*AUFGABEN*.
1. Geben Sie im Text über Druckgrafik den Abschnitt von „Monets Lehrer Jongkind“ bis „in der Lithografie.“ wieder und setzen Sie dabei „Steinzeichnung“ an die Stelle von „Lithografie“.
2. Wer hat laut dem Text über Druckgrafik Edgar Allan Poes Gedicht „Der Rabe“ ins Französische übersetzt?
3. Setzen Sie den Text über Druckgrafik im Anschluss an seinen letzten Satz fort.

*AUSGEWÄHLTER TEXTAUSZUG*.
^^^^
Allein diese Arbeit zeigt, dass hier die Druckgrafik – wie bis dato in der akademischen Szene aus geschäftlichen Gründen üblich – nie die reine Reproduktion eines Gemäldes ist, selbst, wenn sie parrallel zu einem solchen entsteht. Van Gogh hat Gachet in zwei Gemälden verewigt, die Radierung zeigt ihn zwar ebenfalls mit sorgenzerfurchter Stirn, aber in anderer Haltung und dem Betrachter irgendwie näher.
Whistlers verfallendes Venedig
Auch Paul Gauguins „Portrait Stéphane Mallarmé“, entstanden ein Jahr später, hat diese persönliche Kraft. Der Schriftsteller, der zur Seite blickt, als habe gerade eben etwas seine Aufmerksamkeit erregt, scheint spontan eingefangen. Der Rabe über seinen Kopf ist eine Anspielung auf Edgar Allan Poe: Es war Mallarmé, der dessen Gedicht „Der Rabe“ ins Französische übersetzt hatte. Max Liebermanns undatiertes Selbstbildnis wartet mit einer Besonderheit auf: Auf den meisten Selbstporträts erscheinen Künstler als Linkshänder, weil sie sich im Spiegel selbst Modell sitzen.
Diese Radierung aber zeigt den Maler – im Gegensatz zu auch seinen gemalten Selbstbildnissen – als Rechtshänder. Erst die Druckplatte, deren Inhalt seitenverkehrt auf dem Papier erscheint, gibt diese Tatsache korrekt wieder.
Monets Lehrer Jongkind
Auch Edouard Manets wunderbare Lithografie „Bildnis Berthe Morisot“ erinnert an ein Gemälde gleichen Inhalts, und auch hier erreicht die Schwarz-Weiß-Version mit meisterhaft sparsam gesetzten Strichen eine beinahe intimere Ausstrahlung.
Stark variiert hat Manet die druckgrafische Version der „Erschießung Kaiser Maximilians“, wie der Betrachter in der Ausstellung dank einer Reproduktion des Gemäldes leicht nachvollziehen kann. Noch unausweichlicher, brutaler wirkt die Szene in der Lithografie.
^^^^
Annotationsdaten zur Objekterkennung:

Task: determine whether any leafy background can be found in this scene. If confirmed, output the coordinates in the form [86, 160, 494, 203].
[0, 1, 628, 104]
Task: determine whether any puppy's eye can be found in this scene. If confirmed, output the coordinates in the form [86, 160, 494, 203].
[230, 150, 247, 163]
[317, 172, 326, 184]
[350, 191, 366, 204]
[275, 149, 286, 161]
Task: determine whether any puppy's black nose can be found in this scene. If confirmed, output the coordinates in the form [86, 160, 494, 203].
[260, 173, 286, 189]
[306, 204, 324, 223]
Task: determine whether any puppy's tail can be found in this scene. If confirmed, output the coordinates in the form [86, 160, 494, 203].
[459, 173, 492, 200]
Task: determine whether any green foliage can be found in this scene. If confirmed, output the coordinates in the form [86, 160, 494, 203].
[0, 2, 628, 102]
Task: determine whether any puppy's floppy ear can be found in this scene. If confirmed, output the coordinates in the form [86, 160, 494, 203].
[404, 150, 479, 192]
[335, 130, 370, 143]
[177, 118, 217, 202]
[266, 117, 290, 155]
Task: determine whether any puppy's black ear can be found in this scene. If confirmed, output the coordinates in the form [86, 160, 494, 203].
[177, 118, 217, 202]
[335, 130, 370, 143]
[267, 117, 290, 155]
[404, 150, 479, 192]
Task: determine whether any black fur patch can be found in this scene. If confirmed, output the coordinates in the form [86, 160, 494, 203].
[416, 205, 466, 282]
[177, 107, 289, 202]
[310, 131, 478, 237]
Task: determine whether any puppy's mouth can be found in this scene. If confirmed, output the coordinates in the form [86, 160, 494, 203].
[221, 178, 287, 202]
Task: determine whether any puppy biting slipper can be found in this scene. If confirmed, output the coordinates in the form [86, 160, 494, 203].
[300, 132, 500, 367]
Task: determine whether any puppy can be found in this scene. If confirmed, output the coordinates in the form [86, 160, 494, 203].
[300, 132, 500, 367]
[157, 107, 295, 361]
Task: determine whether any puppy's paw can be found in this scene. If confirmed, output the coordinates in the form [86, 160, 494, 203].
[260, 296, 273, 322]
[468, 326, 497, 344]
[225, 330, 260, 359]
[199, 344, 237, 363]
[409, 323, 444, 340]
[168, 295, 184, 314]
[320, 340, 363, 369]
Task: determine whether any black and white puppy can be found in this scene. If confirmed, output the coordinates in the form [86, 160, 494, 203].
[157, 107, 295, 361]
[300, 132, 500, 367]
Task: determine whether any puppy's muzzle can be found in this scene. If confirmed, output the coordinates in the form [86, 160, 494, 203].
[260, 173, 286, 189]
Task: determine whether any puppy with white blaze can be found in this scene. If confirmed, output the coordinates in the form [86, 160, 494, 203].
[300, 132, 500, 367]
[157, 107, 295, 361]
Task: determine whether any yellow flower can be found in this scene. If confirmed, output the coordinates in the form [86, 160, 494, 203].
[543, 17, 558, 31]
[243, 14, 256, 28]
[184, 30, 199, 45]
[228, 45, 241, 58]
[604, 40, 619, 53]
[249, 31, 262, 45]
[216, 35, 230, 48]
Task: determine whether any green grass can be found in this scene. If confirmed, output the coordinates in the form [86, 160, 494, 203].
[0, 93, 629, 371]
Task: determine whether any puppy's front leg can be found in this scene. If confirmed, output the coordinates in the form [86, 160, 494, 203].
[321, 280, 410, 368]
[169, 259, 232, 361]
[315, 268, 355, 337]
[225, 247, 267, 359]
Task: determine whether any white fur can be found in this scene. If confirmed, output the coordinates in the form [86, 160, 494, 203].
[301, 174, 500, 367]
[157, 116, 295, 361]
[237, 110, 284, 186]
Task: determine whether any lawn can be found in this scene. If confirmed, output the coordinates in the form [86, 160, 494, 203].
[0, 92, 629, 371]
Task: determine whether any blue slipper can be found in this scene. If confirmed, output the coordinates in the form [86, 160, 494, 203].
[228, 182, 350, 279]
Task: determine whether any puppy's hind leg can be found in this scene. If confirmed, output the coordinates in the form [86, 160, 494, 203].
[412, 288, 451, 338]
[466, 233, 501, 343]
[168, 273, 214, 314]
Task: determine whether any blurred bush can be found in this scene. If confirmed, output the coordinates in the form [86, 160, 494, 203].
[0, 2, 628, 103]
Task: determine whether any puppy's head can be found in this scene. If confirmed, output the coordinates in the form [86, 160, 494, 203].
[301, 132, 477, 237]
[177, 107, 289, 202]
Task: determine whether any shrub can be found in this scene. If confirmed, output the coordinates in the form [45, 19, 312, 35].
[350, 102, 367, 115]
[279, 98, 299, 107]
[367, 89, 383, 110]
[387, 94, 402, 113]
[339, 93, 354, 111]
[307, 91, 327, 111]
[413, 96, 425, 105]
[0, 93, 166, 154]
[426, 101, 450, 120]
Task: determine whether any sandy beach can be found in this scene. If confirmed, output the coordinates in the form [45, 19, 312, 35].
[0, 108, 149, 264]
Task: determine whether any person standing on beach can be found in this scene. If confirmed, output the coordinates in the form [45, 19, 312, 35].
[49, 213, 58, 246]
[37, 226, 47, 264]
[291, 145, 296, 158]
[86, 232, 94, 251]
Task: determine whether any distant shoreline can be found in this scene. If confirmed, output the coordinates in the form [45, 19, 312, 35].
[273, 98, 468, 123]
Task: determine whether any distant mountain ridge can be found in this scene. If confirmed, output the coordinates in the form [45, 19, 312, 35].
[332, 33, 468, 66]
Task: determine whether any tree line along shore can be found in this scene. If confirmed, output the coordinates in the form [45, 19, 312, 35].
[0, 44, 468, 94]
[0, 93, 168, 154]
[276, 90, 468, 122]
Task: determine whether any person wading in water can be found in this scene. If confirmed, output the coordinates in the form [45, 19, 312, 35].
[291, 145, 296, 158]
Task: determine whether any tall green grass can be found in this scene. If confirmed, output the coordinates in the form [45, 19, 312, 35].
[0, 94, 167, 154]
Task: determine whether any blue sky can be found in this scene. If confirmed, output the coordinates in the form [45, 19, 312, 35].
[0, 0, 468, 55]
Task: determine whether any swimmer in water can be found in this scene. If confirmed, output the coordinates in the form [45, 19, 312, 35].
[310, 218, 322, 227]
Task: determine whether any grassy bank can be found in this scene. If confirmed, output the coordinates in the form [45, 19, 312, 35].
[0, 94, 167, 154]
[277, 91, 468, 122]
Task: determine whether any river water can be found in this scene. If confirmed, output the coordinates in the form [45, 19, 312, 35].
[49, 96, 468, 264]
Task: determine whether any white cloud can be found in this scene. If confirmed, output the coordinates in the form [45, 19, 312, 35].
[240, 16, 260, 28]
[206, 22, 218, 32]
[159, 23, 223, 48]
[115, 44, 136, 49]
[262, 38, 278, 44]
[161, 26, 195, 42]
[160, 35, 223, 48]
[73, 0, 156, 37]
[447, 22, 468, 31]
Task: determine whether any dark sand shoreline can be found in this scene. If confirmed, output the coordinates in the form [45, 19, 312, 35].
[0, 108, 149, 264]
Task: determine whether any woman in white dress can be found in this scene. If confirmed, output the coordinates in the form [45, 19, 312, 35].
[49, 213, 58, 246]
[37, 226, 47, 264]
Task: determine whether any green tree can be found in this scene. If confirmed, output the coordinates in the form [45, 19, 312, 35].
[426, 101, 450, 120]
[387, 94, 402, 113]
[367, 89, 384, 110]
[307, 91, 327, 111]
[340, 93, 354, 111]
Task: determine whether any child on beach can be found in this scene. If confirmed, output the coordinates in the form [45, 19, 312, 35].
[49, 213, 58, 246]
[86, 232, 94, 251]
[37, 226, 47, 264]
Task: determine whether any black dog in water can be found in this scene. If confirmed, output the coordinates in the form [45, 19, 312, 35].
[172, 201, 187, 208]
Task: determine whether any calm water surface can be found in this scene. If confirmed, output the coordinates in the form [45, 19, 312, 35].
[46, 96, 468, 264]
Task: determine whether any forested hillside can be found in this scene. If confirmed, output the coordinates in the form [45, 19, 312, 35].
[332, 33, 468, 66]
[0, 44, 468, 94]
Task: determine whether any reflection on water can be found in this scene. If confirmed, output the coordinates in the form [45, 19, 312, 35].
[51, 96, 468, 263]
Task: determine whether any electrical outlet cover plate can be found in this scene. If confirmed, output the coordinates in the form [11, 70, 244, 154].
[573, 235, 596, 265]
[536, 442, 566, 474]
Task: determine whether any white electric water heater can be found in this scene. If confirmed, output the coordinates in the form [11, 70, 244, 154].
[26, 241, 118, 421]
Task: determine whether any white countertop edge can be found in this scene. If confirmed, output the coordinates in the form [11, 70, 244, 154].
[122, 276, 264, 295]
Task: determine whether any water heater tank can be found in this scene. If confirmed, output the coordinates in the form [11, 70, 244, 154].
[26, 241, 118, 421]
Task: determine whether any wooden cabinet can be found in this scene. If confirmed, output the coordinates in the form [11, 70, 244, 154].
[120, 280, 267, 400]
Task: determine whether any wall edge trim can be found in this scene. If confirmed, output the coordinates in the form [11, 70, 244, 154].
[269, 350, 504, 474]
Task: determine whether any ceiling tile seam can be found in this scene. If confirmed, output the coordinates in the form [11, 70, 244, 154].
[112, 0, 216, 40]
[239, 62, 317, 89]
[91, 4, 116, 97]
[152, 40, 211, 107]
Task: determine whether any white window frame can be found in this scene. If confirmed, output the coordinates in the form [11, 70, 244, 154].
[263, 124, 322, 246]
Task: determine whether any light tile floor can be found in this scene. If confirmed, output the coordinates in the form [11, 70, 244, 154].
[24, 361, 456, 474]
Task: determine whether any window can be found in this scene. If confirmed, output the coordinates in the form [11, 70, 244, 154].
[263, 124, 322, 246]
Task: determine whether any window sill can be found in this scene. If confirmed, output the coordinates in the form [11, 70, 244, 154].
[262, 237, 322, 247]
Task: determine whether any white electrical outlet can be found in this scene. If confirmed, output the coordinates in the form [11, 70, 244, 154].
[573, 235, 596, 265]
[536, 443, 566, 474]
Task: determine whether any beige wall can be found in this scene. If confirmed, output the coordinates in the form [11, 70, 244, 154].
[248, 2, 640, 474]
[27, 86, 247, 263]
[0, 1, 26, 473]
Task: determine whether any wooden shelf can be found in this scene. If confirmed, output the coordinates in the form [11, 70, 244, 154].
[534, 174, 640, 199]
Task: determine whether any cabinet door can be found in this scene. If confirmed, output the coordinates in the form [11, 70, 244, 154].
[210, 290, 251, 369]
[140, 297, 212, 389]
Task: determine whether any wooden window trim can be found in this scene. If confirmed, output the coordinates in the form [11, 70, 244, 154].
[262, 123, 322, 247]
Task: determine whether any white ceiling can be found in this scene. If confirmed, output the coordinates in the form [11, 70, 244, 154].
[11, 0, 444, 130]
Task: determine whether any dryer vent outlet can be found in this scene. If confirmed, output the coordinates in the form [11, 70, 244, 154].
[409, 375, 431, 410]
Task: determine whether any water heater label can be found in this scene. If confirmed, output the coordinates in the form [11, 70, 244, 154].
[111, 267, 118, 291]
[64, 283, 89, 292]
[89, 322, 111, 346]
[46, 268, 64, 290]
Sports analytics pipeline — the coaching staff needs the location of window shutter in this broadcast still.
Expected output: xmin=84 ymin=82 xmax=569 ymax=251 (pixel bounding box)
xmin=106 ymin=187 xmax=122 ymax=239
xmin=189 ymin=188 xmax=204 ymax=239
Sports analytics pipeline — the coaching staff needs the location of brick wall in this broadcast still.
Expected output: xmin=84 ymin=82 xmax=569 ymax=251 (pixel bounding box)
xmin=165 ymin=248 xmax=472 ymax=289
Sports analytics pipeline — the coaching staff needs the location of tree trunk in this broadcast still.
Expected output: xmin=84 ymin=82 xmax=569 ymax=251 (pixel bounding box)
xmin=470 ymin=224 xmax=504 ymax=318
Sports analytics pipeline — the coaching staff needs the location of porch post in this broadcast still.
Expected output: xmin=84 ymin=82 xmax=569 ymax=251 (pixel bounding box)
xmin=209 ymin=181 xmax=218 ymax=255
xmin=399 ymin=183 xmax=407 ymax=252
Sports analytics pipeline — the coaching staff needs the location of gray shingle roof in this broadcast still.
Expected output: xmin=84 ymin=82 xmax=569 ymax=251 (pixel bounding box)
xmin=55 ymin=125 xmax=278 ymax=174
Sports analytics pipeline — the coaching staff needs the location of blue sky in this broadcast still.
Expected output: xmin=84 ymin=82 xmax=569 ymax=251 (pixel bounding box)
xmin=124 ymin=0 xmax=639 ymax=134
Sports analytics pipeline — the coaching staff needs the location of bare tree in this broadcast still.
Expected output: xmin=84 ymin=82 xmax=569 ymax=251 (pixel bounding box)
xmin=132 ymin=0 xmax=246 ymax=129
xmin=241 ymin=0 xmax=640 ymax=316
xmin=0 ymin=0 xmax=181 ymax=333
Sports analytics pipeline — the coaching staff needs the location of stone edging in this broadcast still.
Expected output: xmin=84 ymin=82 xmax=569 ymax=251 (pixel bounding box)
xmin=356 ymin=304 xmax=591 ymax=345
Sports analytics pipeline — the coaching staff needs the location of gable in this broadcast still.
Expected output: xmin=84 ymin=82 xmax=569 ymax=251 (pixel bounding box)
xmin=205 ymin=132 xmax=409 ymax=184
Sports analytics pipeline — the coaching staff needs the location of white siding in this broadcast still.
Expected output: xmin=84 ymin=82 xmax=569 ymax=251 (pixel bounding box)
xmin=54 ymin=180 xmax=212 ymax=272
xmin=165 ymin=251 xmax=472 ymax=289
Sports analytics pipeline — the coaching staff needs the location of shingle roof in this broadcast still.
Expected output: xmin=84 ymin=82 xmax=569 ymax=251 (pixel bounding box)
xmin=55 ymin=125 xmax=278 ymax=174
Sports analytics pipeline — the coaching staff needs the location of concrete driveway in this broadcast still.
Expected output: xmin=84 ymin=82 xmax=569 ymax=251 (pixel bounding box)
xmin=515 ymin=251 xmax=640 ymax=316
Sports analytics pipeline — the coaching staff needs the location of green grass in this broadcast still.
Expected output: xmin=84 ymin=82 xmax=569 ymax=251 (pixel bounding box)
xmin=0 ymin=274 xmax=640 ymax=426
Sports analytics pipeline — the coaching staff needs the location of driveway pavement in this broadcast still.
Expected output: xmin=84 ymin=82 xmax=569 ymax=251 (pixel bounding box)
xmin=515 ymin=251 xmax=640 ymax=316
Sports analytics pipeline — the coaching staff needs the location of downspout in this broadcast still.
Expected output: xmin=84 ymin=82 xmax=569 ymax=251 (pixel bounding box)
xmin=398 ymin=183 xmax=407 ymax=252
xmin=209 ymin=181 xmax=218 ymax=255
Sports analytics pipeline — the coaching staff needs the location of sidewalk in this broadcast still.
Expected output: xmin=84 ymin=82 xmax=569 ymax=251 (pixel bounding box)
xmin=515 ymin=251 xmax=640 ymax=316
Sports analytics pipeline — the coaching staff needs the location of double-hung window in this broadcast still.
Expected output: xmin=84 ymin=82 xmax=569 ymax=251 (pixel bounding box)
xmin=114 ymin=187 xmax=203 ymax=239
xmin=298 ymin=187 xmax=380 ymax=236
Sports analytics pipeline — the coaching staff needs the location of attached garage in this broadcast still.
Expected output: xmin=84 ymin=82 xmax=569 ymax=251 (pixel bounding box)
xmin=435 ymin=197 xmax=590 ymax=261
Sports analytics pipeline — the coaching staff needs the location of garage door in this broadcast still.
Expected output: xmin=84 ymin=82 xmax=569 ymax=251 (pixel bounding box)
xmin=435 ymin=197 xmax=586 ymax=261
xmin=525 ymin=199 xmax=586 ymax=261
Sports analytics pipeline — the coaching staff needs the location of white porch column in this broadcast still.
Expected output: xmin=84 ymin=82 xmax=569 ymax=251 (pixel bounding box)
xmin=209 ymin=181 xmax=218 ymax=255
^^^^
*ANTWORTEN DER REIHE*.
1.
Monets Lehrer Jongkind
Auch Edouard Manets wunderbare Steinzeichnung „Bildnis Berthe Morisot“ erinnert an ein Gemälde gleichen Inhalts, und auch hier erreicht die Schwarz-Weiß-Version mit meisterhaft sparsam gesetzten Strichen eine beinahe intimere Ausstrahlung.
Stark variiert hat Manet die druckgrafische Version der „Erschießung Kaiser Maximilians“, wie der Betrachter in der Ausstellung dank einer Reproduktion des Gemäldes leicht nachvollziehen kann. Noch unausweichlicher, brutaler wirkt die Szene in der Steinzeichnung.

2. Stéphane Mallarmé.

3.
Was sich beim Porträt andeutet, bestätigt sich bei der Landschaft: Wenn man dem Auge Farben vorenthält, schafft sich der Kopf selbst welche. „Das Gehirn rechnet das um“, sagt Nico Kirchberger. Bester Beweis ist Félix Bracquemonds „La Terrasse de la Villa Brancas“, eine idyllische Balkonszene, auf der die Wärme der Sonne fast körperlich zu spüren ist. „Schauen Sie, da fehlt doch keine Farbe“, sagt Kirchberger zufrieden.
Spektakulär auch James McNeill Whistlers Venedig-Serie, die den gar nicht so malerischen Verfall der Lagunenstadt beinahe greif- und riechbar macht.
Kompromisslos zeichnerisch sind auch die Arbeiten von Johan Barthold Jongkind, jener Künstler, den Monet als seinen wahren Lehrer bezeichnete und von dem er sagte, er habe ihm erst das Sehen beigebracht. Jongkinds „Soleil couchant“ von 1868 wirkt wie die direkte Vorlage für Monets „Impression“ vier Jahre später, jenes Gemälde, nach dem eine ganze Kunstrichtung benannt werden sollte.
Ein großer Name fehlt übrigens tatsächlich. Der größte vielleicht: Monet. Monet schuf keine einzige Druckgrafik. Dazu sei er ein viel zu schlechter Zeichner, vertraute er Mallarmé in einem Brief an.
Museum im Kulturspeicher: Impressionismus Schwarz/Weiß, bis 20. November. Di. 13-18 Uhr, Mi. 11-18 Uhr, Do. 11-19 Uhr, Fr., Sa., So. 11-18 Uhr.